• _WORK INSTRUCTIONS_:
Please format each line of the records below as one string in a JSON list, leaving out any blank lines.

═════ ENTRIES PROVIDED ═════

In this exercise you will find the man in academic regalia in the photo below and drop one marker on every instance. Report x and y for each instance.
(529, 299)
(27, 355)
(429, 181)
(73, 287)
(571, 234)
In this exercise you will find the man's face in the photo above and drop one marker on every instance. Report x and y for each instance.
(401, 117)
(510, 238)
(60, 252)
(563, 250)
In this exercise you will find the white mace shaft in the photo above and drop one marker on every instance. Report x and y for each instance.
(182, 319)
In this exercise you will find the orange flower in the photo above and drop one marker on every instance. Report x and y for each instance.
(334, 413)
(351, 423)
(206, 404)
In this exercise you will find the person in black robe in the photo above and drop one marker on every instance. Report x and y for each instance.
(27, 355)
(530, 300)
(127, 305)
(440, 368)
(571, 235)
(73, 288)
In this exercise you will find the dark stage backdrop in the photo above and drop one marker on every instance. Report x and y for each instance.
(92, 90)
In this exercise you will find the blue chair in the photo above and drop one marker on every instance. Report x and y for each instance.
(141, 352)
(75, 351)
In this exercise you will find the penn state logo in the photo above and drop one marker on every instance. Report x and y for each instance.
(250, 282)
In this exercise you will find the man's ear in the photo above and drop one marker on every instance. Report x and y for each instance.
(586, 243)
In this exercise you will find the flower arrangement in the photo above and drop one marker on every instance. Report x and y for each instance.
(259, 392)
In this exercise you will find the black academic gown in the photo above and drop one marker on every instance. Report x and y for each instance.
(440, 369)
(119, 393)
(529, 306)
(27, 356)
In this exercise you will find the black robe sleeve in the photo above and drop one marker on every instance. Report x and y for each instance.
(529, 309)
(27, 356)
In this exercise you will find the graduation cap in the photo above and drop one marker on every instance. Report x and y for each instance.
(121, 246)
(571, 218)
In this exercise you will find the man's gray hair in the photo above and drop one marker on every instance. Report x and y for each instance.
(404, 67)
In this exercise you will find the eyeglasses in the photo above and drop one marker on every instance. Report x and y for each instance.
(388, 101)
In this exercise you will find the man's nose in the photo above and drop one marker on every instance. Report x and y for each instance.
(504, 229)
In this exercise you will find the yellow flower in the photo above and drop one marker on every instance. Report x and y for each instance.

═════

• _THE OUTPUT_:
[
  "In this exercise you will find the man in academic regalia in the photo below and drop one marker on every instance. Report x and y for each instance.",
  "(529, 299)",
  "(27, 355)",
  "(429, 181)",
  "(73, 287)",
  "(571, 234)",
  "In this exercise you will find the man's face in the photo above and drop one marker on every instance. Report x and y for each instance.",
  "(401, 117)",
  "(510, 238)",
  "(60, 252)",
  "(563, 250)",
  "In this exercise you will find the white mace shaft in the photo above and drop one marker on every instance. Report x and y for each instance.",
  "(182, 319)",
  "In this exercise you will find the orange flower in the photo above and drop one marker on every instance. Report x and y for each instance.",
  "(334, 413)",
  "(351, 423)",
  "(206, 404)",
  "In this exercise you will find the person in black robe in the photo above and drop one marker on every instance. Report x and y for each instance.",
  "(27, 355)",
  "(530, 300)",
  "(127, 305)",
  "(440, 368)",
  "(571, 235)",
  "(73, 288)",
  "In this exercise you will find the dark stage backdrop in the photo above and drop one marker on every instance. Report x and y for each instance.",
  "(92, 90)",
  "In this exercise you will find the blue chair in the photo above and drop one marker on every instance. Report x and y for each instance.",
  "(141, 352)",
  "(75, 351)",
  "In this exercise you will find the penn state logo in the photo above and drop one marker on every instance. Report x and y for each instance.",
  "(250, 282)",
  "In this exercise you will find the man's ear in the photo above and drop one marker on every instance. Report x and y for each instance.",
  "(586, 243)",
  "In this exercise you will find the flower arrangement in the photo above and drop one marker on every instance. Report x and y for each instance.",
  "(259, 392)",
  "In this exercise you will find the black academic gown in the photo above and drop one marker on every instance. Report x and y for each instance.",
  "(440, 369)",
  "(119, 393)",
  "(529, 306)",
  "(27, 356)",
  "In this exercise you will find the black robe sleeve in the photo above and drop one marker on every instance. Report x and y for each instance.",
  "(529, 309)",
  "(27, 356)",
  "In this exercise you will find the graduation cap in the photo above and drop one marker on every instance. Report x and y for each instance.",
  "(121, 246)",
  "(571, 218)",
  "In this exercise you will find the man's gray hair in the photo above and drop one marker on every instance. Report x and y for each instance.",
  "(404, 67)",
  "In this exercise you will find the eyeglasses in the photo above and drop one marker on every instance. Report x and y for each instance.",
  "(388, 101)",
  "In this exercise you will find the man's nose in the photo above and drop one marker on every instance. Report x and y for each instance.",
  "(504, 229)",
  "In this exercise you will find the yellow flower in the photo above and drop one marker on every instance. Report x and y for each instance."
]